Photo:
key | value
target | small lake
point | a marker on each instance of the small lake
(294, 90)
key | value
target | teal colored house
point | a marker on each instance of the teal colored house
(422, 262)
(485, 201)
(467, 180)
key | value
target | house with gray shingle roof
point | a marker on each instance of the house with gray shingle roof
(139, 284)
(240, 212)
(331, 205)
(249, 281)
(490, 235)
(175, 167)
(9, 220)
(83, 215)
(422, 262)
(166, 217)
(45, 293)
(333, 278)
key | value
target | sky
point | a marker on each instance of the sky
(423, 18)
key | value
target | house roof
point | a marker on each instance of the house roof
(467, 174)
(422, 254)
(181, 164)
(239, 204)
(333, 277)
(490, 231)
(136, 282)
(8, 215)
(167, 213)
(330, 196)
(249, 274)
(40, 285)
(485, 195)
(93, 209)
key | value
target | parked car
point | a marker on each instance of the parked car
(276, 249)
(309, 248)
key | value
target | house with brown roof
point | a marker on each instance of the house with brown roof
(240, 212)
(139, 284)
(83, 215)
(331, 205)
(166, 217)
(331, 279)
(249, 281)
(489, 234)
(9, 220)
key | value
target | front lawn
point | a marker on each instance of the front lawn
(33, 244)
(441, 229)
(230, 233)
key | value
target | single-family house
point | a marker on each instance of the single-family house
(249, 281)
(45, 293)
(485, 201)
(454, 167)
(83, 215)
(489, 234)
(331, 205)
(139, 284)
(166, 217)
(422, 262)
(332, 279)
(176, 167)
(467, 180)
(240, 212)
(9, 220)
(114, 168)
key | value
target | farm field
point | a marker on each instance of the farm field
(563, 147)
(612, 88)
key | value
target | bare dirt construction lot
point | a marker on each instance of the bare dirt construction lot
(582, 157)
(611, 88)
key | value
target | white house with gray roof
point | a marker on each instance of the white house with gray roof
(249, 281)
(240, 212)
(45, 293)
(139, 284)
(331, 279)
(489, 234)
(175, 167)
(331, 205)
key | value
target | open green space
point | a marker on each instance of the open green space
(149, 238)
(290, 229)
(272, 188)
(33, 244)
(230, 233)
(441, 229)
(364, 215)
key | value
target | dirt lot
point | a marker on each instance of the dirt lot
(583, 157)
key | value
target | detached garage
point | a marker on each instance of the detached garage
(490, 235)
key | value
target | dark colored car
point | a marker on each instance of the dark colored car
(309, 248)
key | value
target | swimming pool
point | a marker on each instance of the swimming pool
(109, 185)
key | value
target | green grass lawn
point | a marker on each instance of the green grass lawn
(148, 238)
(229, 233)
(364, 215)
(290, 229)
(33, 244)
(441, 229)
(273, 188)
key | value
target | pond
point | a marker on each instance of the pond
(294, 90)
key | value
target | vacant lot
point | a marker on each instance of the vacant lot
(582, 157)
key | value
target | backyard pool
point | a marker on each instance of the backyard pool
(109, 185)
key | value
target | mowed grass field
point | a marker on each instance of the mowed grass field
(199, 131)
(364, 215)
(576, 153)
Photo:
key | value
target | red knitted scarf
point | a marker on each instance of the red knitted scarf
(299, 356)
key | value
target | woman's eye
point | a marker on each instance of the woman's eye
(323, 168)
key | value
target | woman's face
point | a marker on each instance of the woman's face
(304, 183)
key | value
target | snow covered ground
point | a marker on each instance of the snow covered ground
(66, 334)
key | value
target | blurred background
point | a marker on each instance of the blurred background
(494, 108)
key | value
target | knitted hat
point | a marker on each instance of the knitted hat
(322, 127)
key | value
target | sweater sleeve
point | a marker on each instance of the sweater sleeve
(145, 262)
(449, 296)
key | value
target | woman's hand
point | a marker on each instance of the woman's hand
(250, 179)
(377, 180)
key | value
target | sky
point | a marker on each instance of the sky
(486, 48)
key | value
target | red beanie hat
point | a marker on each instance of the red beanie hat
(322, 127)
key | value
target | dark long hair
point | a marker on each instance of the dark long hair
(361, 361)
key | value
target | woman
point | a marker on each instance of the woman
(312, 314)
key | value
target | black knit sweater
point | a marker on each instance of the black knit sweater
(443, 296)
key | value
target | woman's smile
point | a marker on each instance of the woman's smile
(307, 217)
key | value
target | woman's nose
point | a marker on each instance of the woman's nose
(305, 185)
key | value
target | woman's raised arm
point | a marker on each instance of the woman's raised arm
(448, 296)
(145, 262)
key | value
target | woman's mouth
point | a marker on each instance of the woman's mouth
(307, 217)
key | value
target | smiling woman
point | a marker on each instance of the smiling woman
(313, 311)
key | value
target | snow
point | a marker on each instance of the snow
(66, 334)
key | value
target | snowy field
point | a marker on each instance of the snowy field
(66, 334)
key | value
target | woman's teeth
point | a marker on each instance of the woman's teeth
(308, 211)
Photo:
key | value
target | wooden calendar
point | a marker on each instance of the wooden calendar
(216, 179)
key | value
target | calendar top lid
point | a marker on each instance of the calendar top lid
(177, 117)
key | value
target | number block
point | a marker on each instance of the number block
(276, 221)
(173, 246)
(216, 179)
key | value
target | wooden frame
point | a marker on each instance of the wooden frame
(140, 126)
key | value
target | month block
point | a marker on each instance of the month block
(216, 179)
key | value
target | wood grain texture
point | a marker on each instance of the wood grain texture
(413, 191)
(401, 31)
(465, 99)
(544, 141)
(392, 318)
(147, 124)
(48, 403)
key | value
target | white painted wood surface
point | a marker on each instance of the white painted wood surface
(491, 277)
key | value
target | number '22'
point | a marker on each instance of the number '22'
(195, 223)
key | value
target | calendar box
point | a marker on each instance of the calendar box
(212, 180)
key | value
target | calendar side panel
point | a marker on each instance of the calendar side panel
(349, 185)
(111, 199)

• WRITTEN PROBLEM: Reproduce the data, keeping every line exactly the same.

• RESPONSE FOR THIS EXERCISE:
Photo:
key | value
target | small lake
point | a marker on each instance of the small lake
(294, 90)
key | value
target | teal colored house
point | a marker on each instance of the teal colored house
(422, 262)
(485, 201)
(467, 180)
key | value
target | house with gray shingle roof
point | a marker on each instance of the house with gray shingle roof
(139, 284)
(240, 212)
(331, 205)
(249, 281)
(490, 235)
(175, 167)
(9, 220)
(83, 215)
(422, 262)
(166, 217)
(45, 293)
(333, 278)
key | value
target | sky
point | a marker on each instance of the sky
(423, 18)
key | value
target | house roof
point | a marker on each instance of the house roof
(467, 174)
(422, 254)
(181, 164)
(239, 204)
(333, 277)
(490, 231)
(136, 282)
(8, 215)
(167, 213)
(330, 196)
(249, 274)
(40, 285)
(485, 195)
(93, 209)
key | value
target | parked car
point | a marker on each instance of the parked car
(276, 249)
(309, 248)
key | value
target | house with brown roof
point | a marker on each instance of the house with brown roof
(240, 212)
(139, 284)
(83, 215)
(331, 205)
(166, 217)
(331, 279)
(249, 281)
(489, 234)
(9, 220)
key | value
target | front lawn
point | a marker on each instance of the front lawn
(33, 244)
(441, 229)
(230, 233)
key | value
target | single-family house
point | a marker on each instance of the single-family house
(249, 281)
(45, 293)
(485, 201)
(454, 167)
(83, 215)
(489, 234)
(331, 205)
(139, 284)
(166, 217)
(422, 262)
(332, 279)
(176, 167)
(467, 180)
(240, 212)
(9, 220)
(114, 168)
key | value
target | farm field
point | a marker on each instance of the farm field
(563, 147)
(612, 88)
key | value
target | bare dirt construction lot
point | a marker on each instance of the bare dirt construction lot
(582, 157)
(611, 88)
key | value
target | white house with gray roof
point | a marker on each instance of the white house with gray roof
(249, 281)
(240, 212)
(45, 293)
(139, 284)
(331, 279)
(489, 234)
(175, 167)
(331, 205)
key | value
target | open green space
point | a marker on each instance of the open green space
(149, 238)
(290, 229)
(272, 188)
(33, 244)
(230, 233)
(441, 229)
(364, 215)
key | value
target | dirt lot
point | a marker on each instance of the dirt lot
(583, 157)
key | value
target | detached garage
point | a marker on each instance of the detached garage
(490, 235)
key | value
target | dark colored car
point | a marker on each instance of the dark colored car
(309, 248)
key | value
target | swimming pool
point | a marker on each instance of the swimming pool
(109, 185)
key | value
target | green grass lawn
point | a marker on each instance of the green grass lawn
(148, 238)
(229, 233)
(364, 215)
(290, 229)
(33, 244)
(441, 229)
(273, 188)
key | value
target | pond
point | a marker on each instance of the pond
(294, 90)
key | value
target | vacant lot
point | a marker on each instance of the vacant lot
(582, 157)
key | value
target | backyard pool
point | a marker on each instance of the backyard pool
(109, 185)
key | value
target | mowed grass field
point | a marker on each instance of the mowed grass field
(199, 131)
(364, 215)
(576, 153)
Photo:
key | value
target | red knitted scarf
point | a marker on each instance of the red knitted scarf
(299, 356)
key | value
target | woman's eye
point | a marker on each instance of the woman's eye
(323, 168)
key | value
target | woman's face
point | a marker on each instance of the woman's face
(304, 183)
key | value
target | snow covered ground
point | a marker on each instance of the snow covered ground
(66, 334)
key | value
target | blurred background
point | a marker on each instance of the blurred background
(494, 108)
key | value
target | knitted hat
point | a marker on each instance of the knitted hat
(322, 127)
key | value
target | sweater sleeve
point | a marker on each instance of the sweater sleeve
(145, 262)
(449, 296)
key | value
target | woman's hand
point | a marker on each instance of the woman's hand
(250, 179)
(377, 180)
key | value
target | sky
point | a marker on each instance of the sky
(486, 48)
key | value
target | red beanie hat
point | a marker on each instance of the red beanie hat
(322, 127)
key | value
target | dark long hair
point | a marker on each instance of the dark long hair
(361, 361)
key | value
target | woman
point | a marker on each instance of the woman
(312, 314)
key | value
target | black knit sweater
point | a marker on each instance of the black knit sweater
(443, 296)
key | value
target | woman's smile
point | a marker on each instance of the woman's smile
(307, 217)
key | value
target | woman's nose
point | a marker on each instance of the woman's nose
(305, 185)
key | value
target | woman's raised arm
point | a marker on each instance of the woman's raised arm
(448, 296)
(145, 262)
key | value
target | woman's mouth
point | a marker on each instance of the woman's mouth
(307, 217)
key | value
target | smiling woman
point | a marker on each instance of the smiling woman
(313, 311)
key | value
target | snow
point | a marker on each instance of the snow
(66, 334)
key | value
target | snowy field
point | a marker on each instance of the snowy field
(66, 334)
key | value
target | woman's teeth
point | a marker on each instance of the woman's teeth
(308, 211)
Photo:
key | value
target | wooden calendar
point | a marker on each instance of the wooden calendar
(216, 179)
key | value
target | calendar top lid
point | a marker on each instance of the calendar top lid
(177, 117)
key | value
target | number block
point | a marker on each instance of the number block
(276, 221)
(173, 246)
(216, 179)
key | value
target | wooden frame
point | a marker on each instance of the wooden frame
(140, 126)
key | value
target | month block
point | a marker on each instance of the month block
(216, 179)
key | value
target | wood grain texture
point | a marker on each instance of the wood grain texture
(413, 191)
(401, 31)
(465, 99)
(544, 141)
(392, 318)
(147, 124)
(48, 403)
key | value
target | white painted wood surface
point | a marker on each instance of the white painted wood surface
(491, 277)
key | value
target | number '22'
point | a marker on each instance of the number '22'
(195, 223)
key | value
target | calendar box
point | a marker on each instance of the calendar box
(212, 180)
key | value
target | calendar side panel
point | a marker on each instance of the calendar side panel
(349, 185)
(111, 199)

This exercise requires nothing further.